* _Descrição da tarefa_
Continue o texto abaixo sobre a polêmica do clipe “Vai malandra”, de Anitta, a partir de onde ele termina.

* _Trecho da fonte_

+---+

O que temos visto no decurso histórico, infelizmente, é uma crítica cultural manca, que descarta premissas para a sua produção e tem servido, sobremaneira, como instrumento de hierarquização e validação sobre o que deve ou não ser considerada cultura, qualificando e desqualificando produções entre erudito e popular por hora, elevado e chulo por outra e, pudera!, demarcando, no fundo, uma ideologia burguesa que se impõe hegemônica.

No dia 19 de dezembro foi lançado o novo single de Anitta, “Vai malandra”, e a polêmica já está grande, como tudo que envolve a artista nos últimos tempos. As principais críticas têm sido em torno da objetificação do corpo da mulher brasileira; apropriação cultural; e a direção do clipe, que foi realizada pelo fotógrafo norte-americano Terry Richardson.

No primeiro caso, há uma forte crítica em relação a objetificação do corpo das mulheres. Eu, sinceramente, tinha certa esperança de que, em pleno 2017, nós já tivéssemos superado que: a categoria mulher não é universal. O que quero dizer com isso? Quero dizer que os processos de formação, compreensão de mundo, vivências, obstáculos, garantia de direitos, conquistas e opressões são absolutamente diversos entre as mulheres. E não são diversos por um mero detalhe, são diversos porque as opressões estruturais, ou seja, de classe, raça, são vividas pelas mulheres de modo diferente, posto que a diferença tratada como desigualdade é o que garante o pleno funcionamento de um sistema baseado em hierarquias raciais, de gênero e de classe.

+---+

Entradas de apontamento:

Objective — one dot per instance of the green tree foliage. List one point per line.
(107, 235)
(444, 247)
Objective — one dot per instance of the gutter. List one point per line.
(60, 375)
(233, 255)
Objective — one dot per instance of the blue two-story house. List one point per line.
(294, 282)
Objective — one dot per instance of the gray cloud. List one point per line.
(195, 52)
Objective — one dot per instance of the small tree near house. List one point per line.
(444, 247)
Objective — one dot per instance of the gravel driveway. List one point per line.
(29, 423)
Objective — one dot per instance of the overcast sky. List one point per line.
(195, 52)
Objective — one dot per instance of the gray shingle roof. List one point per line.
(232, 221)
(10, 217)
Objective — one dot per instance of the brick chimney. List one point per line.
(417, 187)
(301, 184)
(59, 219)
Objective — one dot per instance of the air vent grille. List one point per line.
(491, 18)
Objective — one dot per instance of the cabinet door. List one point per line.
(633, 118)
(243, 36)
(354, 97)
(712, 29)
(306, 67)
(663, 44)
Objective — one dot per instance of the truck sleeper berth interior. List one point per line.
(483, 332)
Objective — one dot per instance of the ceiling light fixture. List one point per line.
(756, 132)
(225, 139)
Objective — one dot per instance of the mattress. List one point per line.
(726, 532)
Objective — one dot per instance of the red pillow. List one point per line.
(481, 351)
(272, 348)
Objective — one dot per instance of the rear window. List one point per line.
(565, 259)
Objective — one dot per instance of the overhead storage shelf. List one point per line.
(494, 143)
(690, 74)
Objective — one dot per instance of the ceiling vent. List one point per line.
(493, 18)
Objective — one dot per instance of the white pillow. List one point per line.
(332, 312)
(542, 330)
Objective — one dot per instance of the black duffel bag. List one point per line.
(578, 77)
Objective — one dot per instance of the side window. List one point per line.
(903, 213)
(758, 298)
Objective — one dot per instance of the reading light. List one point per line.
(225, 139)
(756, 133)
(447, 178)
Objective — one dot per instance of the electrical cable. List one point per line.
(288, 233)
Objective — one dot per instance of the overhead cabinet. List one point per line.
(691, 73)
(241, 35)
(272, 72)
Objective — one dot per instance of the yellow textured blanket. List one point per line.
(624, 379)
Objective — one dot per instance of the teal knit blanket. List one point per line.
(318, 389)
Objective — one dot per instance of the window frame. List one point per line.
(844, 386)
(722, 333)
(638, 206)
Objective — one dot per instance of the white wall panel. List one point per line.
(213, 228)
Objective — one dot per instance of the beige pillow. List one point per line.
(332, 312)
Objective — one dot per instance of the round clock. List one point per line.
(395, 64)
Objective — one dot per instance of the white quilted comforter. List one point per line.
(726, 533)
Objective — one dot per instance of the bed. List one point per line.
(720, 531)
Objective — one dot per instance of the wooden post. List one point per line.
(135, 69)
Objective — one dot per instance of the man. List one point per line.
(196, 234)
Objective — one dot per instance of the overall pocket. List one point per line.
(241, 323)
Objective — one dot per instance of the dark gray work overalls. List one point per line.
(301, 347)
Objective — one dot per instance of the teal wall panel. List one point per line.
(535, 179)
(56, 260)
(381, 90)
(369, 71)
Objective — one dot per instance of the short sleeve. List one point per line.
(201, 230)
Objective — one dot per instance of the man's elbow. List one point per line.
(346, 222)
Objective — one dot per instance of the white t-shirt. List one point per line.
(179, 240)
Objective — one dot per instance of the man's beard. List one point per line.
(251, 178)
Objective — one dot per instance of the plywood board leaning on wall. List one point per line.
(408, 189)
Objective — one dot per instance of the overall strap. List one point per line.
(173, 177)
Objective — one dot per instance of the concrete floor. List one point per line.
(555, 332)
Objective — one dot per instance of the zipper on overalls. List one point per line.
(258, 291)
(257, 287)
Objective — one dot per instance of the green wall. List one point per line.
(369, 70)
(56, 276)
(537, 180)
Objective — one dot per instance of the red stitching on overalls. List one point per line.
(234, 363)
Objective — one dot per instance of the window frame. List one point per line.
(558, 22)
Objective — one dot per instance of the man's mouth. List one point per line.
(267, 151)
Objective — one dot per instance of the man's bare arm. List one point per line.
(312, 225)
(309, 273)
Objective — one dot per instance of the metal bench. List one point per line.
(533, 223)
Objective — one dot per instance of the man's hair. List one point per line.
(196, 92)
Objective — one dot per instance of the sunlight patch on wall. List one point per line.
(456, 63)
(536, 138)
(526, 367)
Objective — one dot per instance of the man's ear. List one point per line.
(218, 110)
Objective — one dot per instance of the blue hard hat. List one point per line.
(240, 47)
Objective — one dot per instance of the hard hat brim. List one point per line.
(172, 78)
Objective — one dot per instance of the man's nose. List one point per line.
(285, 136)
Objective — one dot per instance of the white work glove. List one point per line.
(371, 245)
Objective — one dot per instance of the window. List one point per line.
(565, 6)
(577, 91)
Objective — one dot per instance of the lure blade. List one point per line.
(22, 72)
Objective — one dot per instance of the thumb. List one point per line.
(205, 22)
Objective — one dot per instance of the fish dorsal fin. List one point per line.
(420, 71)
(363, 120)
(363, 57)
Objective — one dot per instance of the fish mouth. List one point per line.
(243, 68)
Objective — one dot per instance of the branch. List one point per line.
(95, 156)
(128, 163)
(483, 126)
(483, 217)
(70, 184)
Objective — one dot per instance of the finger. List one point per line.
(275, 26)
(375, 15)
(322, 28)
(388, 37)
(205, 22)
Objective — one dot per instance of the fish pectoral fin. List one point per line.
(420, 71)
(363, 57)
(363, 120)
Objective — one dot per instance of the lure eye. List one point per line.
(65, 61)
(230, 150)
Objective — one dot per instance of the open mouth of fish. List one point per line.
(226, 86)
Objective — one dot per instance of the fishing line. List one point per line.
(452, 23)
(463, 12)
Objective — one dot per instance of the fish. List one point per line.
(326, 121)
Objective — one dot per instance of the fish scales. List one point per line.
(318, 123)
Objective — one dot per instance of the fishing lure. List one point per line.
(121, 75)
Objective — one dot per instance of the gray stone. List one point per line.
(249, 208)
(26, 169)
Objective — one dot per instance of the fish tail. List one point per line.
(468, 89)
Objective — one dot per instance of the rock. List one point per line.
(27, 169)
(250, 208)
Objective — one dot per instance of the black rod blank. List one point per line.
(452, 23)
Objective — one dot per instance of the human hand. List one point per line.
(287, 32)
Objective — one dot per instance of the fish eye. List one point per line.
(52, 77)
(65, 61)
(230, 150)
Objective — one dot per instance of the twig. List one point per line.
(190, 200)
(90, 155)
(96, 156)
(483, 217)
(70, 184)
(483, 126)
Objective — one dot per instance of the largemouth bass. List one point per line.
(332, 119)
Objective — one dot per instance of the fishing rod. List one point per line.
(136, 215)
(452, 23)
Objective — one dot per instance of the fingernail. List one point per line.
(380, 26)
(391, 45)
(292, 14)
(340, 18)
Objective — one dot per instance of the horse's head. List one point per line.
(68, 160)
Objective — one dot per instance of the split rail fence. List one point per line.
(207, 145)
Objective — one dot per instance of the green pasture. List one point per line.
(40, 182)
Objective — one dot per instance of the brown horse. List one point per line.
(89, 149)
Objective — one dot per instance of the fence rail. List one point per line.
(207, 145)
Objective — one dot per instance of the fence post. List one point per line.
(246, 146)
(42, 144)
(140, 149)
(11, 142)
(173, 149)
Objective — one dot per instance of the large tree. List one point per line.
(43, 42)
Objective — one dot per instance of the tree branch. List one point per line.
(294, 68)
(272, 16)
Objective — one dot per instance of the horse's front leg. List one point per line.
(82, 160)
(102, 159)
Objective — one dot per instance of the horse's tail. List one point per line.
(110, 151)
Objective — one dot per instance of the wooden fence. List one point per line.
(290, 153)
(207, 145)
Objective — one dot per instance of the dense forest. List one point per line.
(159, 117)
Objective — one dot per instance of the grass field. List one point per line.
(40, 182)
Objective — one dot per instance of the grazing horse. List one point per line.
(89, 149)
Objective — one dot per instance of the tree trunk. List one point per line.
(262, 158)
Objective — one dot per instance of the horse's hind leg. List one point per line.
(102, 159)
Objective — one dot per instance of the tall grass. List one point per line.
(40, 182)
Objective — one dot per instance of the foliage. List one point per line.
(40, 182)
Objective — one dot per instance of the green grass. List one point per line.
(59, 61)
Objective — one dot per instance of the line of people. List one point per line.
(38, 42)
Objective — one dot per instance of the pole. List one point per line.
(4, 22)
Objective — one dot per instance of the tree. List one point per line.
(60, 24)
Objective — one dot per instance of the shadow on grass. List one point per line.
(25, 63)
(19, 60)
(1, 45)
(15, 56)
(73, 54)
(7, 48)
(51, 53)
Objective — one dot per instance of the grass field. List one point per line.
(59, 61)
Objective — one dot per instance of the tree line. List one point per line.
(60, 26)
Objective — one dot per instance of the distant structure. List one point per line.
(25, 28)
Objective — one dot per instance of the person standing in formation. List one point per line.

+---+

* _Resposta_
O que diferencia e potencializa mulheres jovens brancas que saem sem camisa e sutiã nas ruas de mulheres funkeiras, ou passistas de escola de samba, celebrando o próprio corpo? Por que umas são mais legitimadas do que outras? Quais são os graus de premissa, ideologia e gosto, para usar termos bourdieusianos, que determinam e diferenciam o que pode ser considerado celebração do corpo e discurso de liberdade sexual e objetificação? E para onde vai a potencialidade de subversão dessas mulheres? Para onde vão as subjetividades e individualidades das pessoas periféricas?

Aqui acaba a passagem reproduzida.